* [List of tasks]:
A: Decide whether each statement agrees with the election article, answering yes or no and quoting the deciding words: (i) A Telegraph poll puts the Conservative lead at five points. (ii) Johnson held his closing rally in west London. (iii) Johnson accused Jeremy Corbyn of representing a threat to national security.
B: Print the part of the election article starting at "Britain goes to" and ending at "to national security.".
═══ Selected passage ═══
Johnson calls election a ‘stark choice’ as UK goes to polls

Telegraph poll says the Conservative lead is down to five points

 Boris Johnson at the Copper Box Arena in London, on Wednesday. Britain’s prime minister spent the final day of the  campaign trying to persuade voters to  give him a governing majority. Photograph: Leon Neal/Getty Images

Boris Johnson at the Copper Box Arena in London, on Wednesday. Britain’s prime minister spent the final day of the campaign trying to persuade voters to give him a governing majority. Photograph: Leon Neal/Getty Images

 

Britain goes to the polls on Thursday in an election that will determine the future of Brexit and the economic direction of the country, as Boris Johnson attempts to secure a Conservative majority. In his closing rally in east London on Wednesday night, the prime minister portrayed the election as a stark choice, accusing Labour leader Jeremy Corbyn of representing a threat to national security.
═══ Data excerpts ═══
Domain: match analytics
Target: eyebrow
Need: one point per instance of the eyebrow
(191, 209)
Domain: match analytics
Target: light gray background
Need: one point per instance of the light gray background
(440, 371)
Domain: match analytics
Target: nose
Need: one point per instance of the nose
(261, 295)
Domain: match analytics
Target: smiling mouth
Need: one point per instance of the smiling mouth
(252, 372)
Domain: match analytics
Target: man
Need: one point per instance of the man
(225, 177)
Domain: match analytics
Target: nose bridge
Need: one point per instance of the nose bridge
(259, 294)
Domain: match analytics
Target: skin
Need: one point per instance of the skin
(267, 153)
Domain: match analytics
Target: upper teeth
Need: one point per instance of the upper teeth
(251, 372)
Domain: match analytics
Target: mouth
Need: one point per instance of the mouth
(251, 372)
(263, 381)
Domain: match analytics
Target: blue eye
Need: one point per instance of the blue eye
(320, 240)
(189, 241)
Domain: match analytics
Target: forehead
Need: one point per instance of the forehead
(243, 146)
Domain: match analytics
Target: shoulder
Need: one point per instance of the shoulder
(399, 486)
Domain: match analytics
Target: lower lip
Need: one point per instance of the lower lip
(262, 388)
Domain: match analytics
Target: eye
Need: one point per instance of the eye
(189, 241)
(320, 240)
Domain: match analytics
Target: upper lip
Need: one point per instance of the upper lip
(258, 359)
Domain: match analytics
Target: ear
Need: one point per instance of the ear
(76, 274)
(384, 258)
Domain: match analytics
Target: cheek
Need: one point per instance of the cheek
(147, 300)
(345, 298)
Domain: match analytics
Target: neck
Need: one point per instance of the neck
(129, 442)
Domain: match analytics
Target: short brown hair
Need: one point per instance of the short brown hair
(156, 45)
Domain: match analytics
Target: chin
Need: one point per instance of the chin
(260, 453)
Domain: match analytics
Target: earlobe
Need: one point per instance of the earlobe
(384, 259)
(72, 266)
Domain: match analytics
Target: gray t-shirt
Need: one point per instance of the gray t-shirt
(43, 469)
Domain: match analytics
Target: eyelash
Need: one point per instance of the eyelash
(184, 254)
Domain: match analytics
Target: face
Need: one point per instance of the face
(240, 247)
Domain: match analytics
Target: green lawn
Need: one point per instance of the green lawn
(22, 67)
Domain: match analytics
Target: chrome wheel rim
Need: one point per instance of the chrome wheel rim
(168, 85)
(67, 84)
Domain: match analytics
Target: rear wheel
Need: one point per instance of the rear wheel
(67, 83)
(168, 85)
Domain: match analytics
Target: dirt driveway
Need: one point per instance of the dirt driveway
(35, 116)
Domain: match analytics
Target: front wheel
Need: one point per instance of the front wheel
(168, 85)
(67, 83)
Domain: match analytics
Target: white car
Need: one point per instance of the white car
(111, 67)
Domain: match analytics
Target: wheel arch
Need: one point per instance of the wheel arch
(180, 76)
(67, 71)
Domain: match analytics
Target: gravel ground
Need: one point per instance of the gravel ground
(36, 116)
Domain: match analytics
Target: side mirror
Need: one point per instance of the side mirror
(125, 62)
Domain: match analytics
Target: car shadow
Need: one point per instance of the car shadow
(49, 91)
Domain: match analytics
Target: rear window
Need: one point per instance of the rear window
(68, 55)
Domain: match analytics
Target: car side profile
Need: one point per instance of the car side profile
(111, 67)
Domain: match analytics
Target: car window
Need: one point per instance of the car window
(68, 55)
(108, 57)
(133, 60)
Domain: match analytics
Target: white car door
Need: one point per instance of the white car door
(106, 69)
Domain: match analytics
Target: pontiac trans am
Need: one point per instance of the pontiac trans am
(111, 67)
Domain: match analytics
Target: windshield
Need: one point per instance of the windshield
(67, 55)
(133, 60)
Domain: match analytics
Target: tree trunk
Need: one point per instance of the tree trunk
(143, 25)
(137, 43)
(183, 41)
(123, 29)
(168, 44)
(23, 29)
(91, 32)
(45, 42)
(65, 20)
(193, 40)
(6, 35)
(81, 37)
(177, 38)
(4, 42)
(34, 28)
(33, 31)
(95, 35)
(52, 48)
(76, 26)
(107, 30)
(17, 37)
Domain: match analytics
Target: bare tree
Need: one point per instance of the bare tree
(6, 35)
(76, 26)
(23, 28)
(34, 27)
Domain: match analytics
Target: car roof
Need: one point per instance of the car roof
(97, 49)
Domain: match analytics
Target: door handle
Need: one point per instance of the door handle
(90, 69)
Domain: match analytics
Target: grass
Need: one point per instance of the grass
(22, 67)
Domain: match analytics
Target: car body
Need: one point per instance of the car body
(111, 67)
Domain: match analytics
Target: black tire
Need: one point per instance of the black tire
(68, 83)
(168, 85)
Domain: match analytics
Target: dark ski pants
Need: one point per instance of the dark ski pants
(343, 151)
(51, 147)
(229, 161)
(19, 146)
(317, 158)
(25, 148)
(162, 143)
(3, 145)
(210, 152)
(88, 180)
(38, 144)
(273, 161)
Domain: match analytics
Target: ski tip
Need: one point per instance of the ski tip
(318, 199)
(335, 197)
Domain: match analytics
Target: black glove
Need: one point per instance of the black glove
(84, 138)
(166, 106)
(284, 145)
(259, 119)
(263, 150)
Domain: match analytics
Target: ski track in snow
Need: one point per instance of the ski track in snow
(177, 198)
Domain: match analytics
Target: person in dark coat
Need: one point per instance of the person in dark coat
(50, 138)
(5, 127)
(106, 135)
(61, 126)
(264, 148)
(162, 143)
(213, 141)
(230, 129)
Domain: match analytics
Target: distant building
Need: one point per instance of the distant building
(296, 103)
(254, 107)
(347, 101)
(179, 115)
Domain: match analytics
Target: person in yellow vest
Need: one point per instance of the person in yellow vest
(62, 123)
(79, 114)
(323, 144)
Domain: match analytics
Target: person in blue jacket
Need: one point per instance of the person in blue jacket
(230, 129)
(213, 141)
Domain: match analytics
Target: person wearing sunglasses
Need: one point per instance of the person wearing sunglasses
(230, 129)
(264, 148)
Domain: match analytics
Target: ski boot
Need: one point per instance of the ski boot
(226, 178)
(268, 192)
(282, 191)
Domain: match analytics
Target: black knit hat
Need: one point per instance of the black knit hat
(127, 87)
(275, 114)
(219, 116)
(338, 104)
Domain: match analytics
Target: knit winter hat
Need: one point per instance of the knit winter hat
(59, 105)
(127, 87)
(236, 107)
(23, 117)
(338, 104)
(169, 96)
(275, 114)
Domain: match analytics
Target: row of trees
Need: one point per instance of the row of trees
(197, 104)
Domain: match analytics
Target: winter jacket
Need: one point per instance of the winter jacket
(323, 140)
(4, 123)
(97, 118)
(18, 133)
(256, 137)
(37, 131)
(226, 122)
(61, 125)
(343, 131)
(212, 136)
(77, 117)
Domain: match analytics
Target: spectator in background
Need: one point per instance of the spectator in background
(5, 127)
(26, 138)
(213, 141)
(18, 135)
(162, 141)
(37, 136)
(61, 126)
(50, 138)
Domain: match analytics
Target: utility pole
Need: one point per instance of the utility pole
═══
* [Solutions to the problems]:
A:
(i) Yes: "Telegraph poll says the Conservative lead is down to five points"
(ii) No: "In his closing rally in east London on Wednesday night"
(iii) Yes: "accusing Labour leader Jeremy Corbyn of representing a threat to national security"

B:
Britain goes to the polls on Thursday in an election that will determine the future of Brexit and the economic direction of the country, as Boris Johnson attempts to secure a Conservative majority. In his closing rally in east London on Wednesday night, the prime minister portrayed the election as a stark choice, accusing Labour leader Jeremy Corbyn of representing a threat to national security.